Dataset entries:
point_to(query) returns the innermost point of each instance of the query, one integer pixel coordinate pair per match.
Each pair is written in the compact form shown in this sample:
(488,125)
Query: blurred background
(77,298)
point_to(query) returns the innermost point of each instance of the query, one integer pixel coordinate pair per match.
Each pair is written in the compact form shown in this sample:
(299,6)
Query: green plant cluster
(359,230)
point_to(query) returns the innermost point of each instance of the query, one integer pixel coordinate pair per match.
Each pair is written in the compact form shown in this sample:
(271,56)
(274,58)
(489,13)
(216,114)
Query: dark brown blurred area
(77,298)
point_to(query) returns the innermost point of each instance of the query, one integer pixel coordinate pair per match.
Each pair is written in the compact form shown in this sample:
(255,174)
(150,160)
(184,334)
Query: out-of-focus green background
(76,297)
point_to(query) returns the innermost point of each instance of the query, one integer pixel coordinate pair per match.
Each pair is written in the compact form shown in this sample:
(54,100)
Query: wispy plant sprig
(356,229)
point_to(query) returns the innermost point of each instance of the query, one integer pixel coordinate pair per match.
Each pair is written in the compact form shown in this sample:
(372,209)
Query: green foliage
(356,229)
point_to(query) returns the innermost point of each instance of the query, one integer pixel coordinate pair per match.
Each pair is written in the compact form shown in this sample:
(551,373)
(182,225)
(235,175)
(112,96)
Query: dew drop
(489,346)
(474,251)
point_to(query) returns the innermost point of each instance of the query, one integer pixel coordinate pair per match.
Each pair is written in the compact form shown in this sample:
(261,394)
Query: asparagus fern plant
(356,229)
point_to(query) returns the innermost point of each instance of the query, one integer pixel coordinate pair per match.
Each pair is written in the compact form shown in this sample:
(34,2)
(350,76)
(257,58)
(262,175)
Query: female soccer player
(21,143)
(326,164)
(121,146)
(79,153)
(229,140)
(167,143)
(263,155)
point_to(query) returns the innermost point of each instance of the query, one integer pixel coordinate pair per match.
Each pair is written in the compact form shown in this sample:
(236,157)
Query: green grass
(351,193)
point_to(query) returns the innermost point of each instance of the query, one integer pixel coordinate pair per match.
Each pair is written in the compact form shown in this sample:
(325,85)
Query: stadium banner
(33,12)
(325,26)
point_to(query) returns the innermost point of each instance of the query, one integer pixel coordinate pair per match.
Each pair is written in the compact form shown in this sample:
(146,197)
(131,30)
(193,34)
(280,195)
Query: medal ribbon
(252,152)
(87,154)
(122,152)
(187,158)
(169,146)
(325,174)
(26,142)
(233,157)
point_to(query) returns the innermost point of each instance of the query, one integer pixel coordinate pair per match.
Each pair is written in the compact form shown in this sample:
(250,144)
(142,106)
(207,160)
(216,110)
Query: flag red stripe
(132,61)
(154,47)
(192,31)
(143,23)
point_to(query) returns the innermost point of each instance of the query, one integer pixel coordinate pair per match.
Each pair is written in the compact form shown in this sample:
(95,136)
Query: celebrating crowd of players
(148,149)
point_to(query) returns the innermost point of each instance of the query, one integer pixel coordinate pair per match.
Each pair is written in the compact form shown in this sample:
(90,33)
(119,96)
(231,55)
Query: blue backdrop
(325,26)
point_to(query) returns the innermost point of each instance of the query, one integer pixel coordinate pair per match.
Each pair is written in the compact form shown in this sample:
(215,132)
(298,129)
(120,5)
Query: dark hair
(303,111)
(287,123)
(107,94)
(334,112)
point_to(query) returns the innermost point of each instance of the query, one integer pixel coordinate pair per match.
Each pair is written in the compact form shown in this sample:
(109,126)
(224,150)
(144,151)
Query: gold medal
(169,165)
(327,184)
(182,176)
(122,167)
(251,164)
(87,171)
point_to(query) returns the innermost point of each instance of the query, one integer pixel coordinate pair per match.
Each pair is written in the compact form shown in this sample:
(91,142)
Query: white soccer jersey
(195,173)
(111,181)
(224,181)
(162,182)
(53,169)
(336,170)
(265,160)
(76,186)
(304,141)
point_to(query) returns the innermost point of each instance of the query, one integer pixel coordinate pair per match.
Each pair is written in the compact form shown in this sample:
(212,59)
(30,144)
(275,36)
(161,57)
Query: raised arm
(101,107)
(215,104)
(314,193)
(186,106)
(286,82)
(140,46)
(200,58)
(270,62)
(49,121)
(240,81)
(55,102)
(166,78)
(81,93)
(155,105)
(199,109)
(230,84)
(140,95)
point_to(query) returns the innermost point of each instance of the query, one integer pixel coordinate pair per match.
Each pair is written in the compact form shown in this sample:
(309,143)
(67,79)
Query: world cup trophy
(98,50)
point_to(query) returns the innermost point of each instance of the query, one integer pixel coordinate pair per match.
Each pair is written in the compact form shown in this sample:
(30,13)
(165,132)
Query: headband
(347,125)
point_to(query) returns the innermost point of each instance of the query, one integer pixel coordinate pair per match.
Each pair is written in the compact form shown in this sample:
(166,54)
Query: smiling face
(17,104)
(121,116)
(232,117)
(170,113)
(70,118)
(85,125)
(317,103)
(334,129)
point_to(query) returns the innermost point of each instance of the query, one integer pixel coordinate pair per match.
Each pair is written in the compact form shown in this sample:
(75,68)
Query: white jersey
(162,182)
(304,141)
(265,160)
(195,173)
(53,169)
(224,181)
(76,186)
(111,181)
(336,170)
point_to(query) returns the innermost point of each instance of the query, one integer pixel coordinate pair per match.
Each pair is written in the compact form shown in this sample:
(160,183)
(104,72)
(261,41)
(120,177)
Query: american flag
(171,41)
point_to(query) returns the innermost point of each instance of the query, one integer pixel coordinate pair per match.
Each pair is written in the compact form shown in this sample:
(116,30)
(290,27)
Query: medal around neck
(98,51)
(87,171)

*Task objective:*
Exactly as written above, reproduce all of the entries.

*Written response:*
point_to(query) returns the innermost point of each instance of the query, one integer pixel coordinate pair per match.
Each pair is written in the compact form shown in this sample:
(488,125)
Query: blurred background
(77,298)
point_to(query) returns the innermost point of each instance of the query, one integer pixel coordinate pair per match.
Each pair is written in the compact form shown in this sample:
(299,6)
Query: green plant cluster
(359,230)
point_to(query) returns the innermost point of each instance of the query, one integer pixel coordinate pair per match.
Each pair is written in the compact form shown in this sample:
(271,56)
(274,58)
(489,13)
(216,114)
Query: dark brown blurred area
(77,298)
point_to(query) returns the innermost point of each instance of the query, one integer pixel coordinate pair per match.
Each pair is written in the compact form shown in this sample:
(255,174)
(150,160)
(184,334)
Query: out-of-focus green background
(76,297)
point_to(query) returns the innermost point of each instance of the query, one integer pixel coordinate pair per match.
Each pair is written in the compact form shown in this sample:
(54,100)
Query: wispy plant sprig
(356,229)
point_to(query) returns the innermost point of each instance of the query, one integer pixel coordinate pair per match.
Each pair is written in the compact form shown in this sample:
(372,209)
Query: green foliage
(356,229)
point_to(query) returns the innermost point of each instance of the query, one integer pixel coordinate pair per match.
Each pair is written in the compact form shown in this sample:
(551,373)
(182,225)
(235,175)
(112,96)
Query: dew drop
(489,346)
(474,251)
point_to(query) returns the innermost point of each instance of the query, one integer pixel coordinate pair per match.
Each pair is written in the compact form shown in this sample:
(261,394)
Query: asparagus fern plant
(356,229)
point_to(query) returns the innermost point of each instance of the query, one integer pixel coordinate pair per match.
Each pair is written in the compact form shown in this sample:
(34,2)
(350,76)
(257,58)
(262,175)
Query: female soccer player
(21,143)
(326,164)
(121,146)
(79,153)
(229,140)
(167,143)
(263,155)
point_to(query) returns the innermost point of each instance of the query, one integer pixel coordinate pair per match.
Each pair is written in the compact form shown in this sample:
(236,157)
Query: green grass
(351,193)
point_to(query) returns the innermost point of each instance of the query, one integer pixel coordinate pair per match.
Each pair is written in the compact form shown in this sample:
(325,85)
Query: stadium banner
(33,12)
(325,26)
point_to(query) returns the innermost point of each instance of the query, one integer pixel coordinate pair per match.
Each pair is written in the compact form shown in this sample:
(146,197)
(131,30)
(193,34)
(280,195)
Query: medal ribbon
(252,152)
(87,154)
(122,152)
(187,158)
(169,146)
(325,174)
(26,142)
(233,157)
point_to(query) returns the innermost point of each instance of the query, one integer pixel coordinate pair per match.
Each pair is written in the compact form shown in this sample:
(250,144)
(142,106)
(207,160)
(216,110)
Query: flag red stripe
(132,61)
(154,47)
(192,31)
(143,23)
point_to(query) returns the innermost point of each instance of the query, one integer pixel coordinate pair per match.
Each pair is written in the compact form shown in this sample:
(95,136)
Query: celebrating crowd of players
(148,149)
point_to(query) returns the innermost point of each instance of the query, one integer pixel coordinate pair per match.
Each pair is written in the compact form shown in this sample:
(90,33)
(119,96)
(231,55)
Query: blue backdrop
(325,26)
point_to(query) returns the innermost point of each instance of the query, one integer pixel coordinate pair per match.
Each pair is written in the compact form shown in this sample:
(215,132)
(298,129)
(120,5)
Query: dark hair
(303,111)
(287,123)
(107,94)
(334,112)
point_to(query) returns the innermost point of each instance of the query, one integer pixel coordinate pair per match.
Each pair is written in the compact form shown in this sample:
(109,126)
(224,150)
(144,151)
Query: gold medal
(169,165)
(327,184)
(182,176)
(122,167)
(251,164)
(87,171)
point_to(query) returns the innermost point of each instance of the query, one integer pixel coordinate pair per match.
Each pair is written in the compact form shown in this sample:
(91,142)
Query: white soccer jersey
(195,173)
(111,181)
(224,181)
(162,182)
(53,169)
(336,170)
(265,160)
(76,186)
(304,141)
point_to(query) returns the innermost point of each instance of the query, one integer pixel coordinate pair per match.
Each pair is written in the compact form shown in this sample:
(212,59)
(30,144)
(275,36)
(161,57)
Query: raised arm
(101,107)
(215,104)
(314,193)
(186,106)
(286,82)
(140,46)
(200,58)
(270,62)
(49,121)
(240,81)
(55,102)
(166,78)
(81,93)
(155,105)
(199,109)
(230,84)
(140,95)
point_to(query) returns the innermost point of each instance of the query, one integer pixel coordinate pair per match.
Each pair is written in the compact form shown in this sample:
(309,143)
(67,79)
Query: world cup trophy
(98,50)
point_to(query) returns the innermost point of each instance of the query, one integer pixel coordinate pair per match.
Each pair is written in the compact form shown in this sample:
(30,13)
(165,132)
Query: headband
(347,125)
point_to(query) returns the innermost point of each instance of the query, one integer pixel coordinate pair per match.
Each pair is written in the compact form shown in this sample:
(166,54)
Query: smiling face
(17,104)
(121,116)
(232,117)
(170,113)
(70,118)
(85,125)
(317,103)
(334,129)
point_to(query) returns the innermost point of each instance of the query, one integer pixel coordinate pair per match.
Each pair is written in the compact form shown in this sample:
(75,68)
Query: white jersey
(162,182)
(304,141)
(265,160)
(195,173)
(53,169)
(224,181)
(76,186)
(111,181)
(336,170)
point_to(query) returns the innermost point of each instance of the query, one integer pixel coordinate pair per match.
Each pair is written in the compact form shown in this sample:
(160,183)
(104,72)
(261,41)
(120,177)
Query: american flag
(171,41)
point_to(query) returns the innermost point of each instance of the query, one integer pixel coordinate pair per match.
Each pair is written in the compact form shown in this sample:
(116,30)
(290,27)
Query: medal around neck
(98,51)
(87,171)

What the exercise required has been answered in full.